### [What this task involves]
Report each line of the records where "cloud" occurs.

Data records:
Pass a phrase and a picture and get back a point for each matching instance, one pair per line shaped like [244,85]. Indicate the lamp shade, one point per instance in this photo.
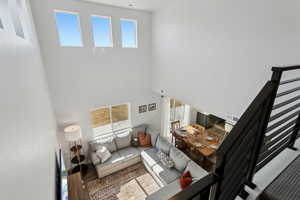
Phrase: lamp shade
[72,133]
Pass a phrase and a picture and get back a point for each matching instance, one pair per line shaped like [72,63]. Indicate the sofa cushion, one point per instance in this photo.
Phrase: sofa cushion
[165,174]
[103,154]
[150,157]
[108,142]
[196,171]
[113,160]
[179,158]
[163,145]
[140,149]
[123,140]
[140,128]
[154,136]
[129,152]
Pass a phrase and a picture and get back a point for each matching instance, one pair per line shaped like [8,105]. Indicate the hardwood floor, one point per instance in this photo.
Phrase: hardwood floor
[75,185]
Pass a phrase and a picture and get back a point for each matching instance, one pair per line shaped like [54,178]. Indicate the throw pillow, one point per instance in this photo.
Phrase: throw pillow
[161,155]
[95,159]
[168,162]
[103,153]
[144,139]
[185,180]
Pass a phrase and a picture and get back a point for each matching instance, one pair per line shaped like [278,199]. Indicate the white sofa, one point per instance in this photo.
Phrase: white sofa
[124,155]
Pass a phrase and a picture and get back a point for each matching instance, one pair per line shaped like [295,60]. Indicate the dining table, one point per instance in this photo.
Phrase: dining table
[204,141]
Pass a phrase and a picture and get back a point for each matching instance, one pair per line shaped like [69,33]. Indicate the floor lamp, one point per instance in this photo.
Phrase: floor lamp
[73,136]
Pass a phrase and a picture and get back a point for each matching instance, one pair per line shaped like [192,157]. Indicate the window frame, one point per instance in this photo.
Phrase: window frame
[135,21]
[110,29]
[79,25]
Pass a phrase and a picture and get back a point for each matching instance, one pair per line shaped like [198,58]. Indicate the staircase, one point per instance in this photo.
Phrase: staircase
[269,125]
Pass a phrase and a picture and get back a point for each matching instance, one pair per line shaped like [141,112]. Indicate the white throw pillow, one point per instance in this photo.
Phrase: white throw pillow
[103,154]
...
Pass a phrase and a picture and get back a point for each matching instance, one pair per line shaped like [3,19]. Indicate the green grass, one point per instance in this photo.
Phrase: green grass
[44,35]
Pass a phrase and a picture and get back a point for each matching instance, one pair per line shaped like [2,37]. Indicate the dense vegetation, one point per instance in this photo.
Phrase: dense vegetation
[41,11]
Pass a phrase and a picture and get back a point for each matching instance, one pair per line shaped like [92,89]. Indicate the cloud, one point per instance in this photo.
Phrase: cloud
---
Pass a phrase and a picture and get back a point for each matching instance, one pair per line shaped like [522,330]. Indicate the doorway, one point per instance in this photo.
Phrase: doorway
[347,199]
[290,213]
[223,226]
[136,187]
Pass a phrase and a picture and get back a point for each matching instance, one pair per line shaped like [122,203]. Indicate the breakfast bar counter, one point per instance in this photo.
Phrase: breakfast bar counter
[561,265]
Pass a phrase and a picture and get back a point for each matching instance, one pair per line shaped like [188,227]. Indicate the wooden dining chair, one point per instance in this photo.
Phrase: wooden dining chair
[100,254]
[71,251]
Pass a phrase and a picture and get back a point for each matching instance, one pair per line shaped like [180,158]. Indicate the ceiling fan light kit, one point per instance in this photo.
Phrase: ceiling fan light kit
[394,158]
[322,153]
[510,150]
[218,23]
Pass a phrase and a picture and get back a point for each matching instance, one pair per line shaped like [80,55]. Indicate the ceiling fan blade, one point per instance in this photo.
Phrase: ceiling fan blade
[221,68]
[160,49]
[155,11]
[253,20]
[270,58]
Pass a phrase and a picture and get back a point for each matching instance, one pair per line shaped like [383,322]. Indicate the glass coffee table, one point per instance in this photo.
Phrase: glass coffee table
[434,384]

### [Answer section]
Pass a phrase and a picture and get back a point for each matching instance, one pair per line shaped like [92,89]. Indicate the cloud, one point per instance in this photo.
Phrase: cloud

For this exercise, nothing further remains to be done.